Problem requirements:
Nothing but the lines from the line with "Make sure each instance of the boy's shadow" to the end of the records below should appear in the answer, each exactly as given.

(Data in this exercise begins)

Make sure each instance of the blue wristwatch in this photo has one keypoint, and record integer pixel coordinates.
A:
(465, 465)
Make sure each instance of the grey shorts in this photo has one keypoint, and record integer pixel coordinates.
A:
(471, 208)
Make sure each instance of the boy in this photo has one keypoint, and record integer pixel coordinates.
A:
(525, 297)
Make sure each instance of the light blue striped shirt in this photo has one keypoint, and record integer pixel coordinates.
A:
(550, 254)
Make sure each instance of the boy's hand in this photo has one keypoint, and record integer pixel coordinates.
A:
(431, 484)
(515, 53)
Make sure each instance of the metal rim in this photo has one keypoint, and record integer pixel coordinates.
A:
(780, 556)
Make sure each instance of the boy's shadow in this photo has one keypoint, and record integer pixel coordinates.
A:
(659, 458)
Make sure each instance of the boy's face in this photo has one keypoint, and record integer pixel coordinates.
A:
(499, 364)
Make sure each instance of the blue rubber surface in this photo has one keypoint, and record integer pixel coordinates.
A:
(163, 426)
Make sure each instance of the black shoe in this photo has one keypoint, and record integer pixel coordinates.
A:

(Data in this exercise ends)

Exercise response:
Make sure each instance of the boy's shadow in this photo has one keypoint, and record integer pixel coordinates.
A:
(659, 458)
Make sure each instance of the boy's face in this photo has one keypoint, and record integer pixel coordinates.
A:
(499, 364)
Make sure each instance of the blue rubber surface in this photo has one keypoint, and record integer pixel coordinates.
A:
(163, 426)
Make sure each instance of the black shoe in this photo has one keypoint, and record integer pixel coordinates.
A:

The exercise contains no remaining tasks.